■ How to complete this task
Answer these questions from the passage on the First Anglo-Sikh War, one per line:
(a) Which river did Ranjodh Singh Majithia's army cross?
(b) On what date did Smith leave Dharamkot?
(c) What troops protected the artillery and baggage train that Smith left behind?

■ Extract to read
----------

On 11 December 1845, the First Anglo-Sikh War erupted between the Sikh Empire and the British, whose East India Company had seized control over large parts of the Indian subcontinent. After the Sikh Khalsa Army was defeated at the battles of Mudki and Ferozeshah, Ranjodh Singh Majithia led a Sikh army of 10,000 infantrymen, a number of cavalrymen and 60 artillery pieces (including siege guns) across the Sutlej river to cut British lines of communication.

Joined by Ajit Singh of Ladwa, Majithia's army entered Ludhiana and burnt part of the British cantonment in the city. In response, British commander Harry Smith was ordered by his superior Sir Hugh Gough to march a column of troops from Dharamkot to Ludhiana and intercept Majithia's forces. Gough also sent Smith reinforcements in the form of troops from the 16th Lancers, 3rd Bengal Light Cavalry, 50th Regiment of Foot and a troop of horse artillery.

==Battle==

Smith left Dharamkot on 19 January with an infantry force; as he was advancing to Ludhiana, Smith's scouts reported that Majithia and his army were 20 miles west of Ludhiana. He linked up with the reinforcements sent by Gough in the same day, bringing the total strength of his army to 12,000 men. On 21 January, at around 12:30am, Smith left behind his artillery and baggage train as he felt it was slowing his army down while they were marching to Jagraon.

Leaving the artillery and baggage train to advance at their own pace under the protection of two Bengal Native Infantry companies, Smith continued his march, covering 18 miles by sunrise and being 2 miles from Baddowal. He planned to skirt Baddowal from the north to avoid encountering Sikh troops located to the south of his army. A fellow British commander, Brigadier Godby, subsequently informed Smith that Majithia's army, numbering 10,000 men, had already reached Baddowal.

Upon sighting the British column, Sikh artillery opened up a constant harassing fire on them. Smith wrote after the battle that "the enemy, with a dexterity and quickness not to be exceeded, formed a line of seven battalions directly across my rear, with guns in the intervals of battalions, for the purpose of attacking my column with his line. This was a very able and well-executed move, which rendered my position critical and demanded nerve and decision to evade the coming storm". He tried to attack the Sikh troops with the 31st Regiment of Foot, but changed his mind and ordered his army to march to Ludhiana instead.

----------

■ Record excerpts
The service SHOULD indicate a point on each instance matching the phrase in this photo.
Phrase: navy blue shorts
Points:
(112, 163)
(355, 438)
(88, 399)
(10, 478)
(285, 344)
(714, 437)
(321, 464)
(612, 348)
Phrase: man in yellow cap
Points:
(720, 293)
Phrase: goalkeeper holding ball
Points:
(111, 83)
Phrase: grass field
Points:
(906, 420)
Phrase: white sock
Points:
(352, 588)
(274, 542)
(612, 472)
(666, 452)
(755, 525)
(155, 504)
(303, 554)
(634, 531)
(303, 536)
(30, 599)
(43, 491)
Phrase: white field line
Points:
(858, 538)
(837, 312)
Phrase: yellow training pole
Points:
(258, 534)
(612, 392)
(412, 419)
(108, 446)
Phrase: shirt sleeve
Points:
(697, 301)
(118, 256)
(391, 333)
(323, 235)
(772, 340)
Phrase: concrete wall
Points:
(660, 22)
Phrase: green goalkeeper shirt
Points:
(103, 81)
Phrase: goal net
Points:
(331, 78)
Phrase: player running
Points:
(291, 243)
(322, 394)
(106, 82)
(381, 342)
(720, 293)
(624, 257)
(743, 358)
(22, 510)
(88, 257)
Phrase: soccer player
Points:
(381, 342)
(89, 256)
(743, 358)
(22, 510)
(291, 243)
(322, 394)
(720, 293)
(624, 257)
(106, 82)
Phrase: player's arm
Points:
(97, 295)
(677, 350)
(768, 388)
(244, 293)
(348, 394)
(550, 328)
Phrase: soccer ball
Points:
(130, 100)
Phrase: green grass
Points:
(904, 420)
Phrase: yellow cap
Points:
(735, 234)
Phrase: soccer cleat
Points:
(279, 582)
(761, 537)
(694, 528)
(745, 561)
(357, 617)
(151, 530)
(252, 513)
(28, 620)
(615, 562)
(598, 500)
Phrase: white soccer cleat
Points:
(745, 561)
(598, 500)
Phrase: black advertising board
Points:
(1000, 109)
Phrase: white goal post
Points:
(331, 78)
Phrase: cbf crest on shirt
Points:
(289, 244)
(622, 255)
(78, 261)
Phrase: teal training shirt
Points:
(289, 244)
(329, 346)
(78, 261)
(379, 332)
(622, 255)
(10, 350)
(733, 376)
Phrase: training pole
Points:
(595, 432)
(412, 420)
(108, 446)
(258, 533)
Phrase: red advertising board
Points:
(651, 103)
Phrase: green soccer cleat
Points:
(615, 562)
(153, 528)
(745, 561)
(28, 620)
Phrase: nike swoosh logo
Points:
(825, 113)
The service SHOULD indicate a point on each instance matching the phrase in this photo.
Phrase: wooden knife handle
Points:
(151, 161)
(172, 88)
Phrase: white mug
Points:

----------

■ The completed task
(a) The Sutlej river
(b) 19 January
(c) Two Bengal Native Infantry companies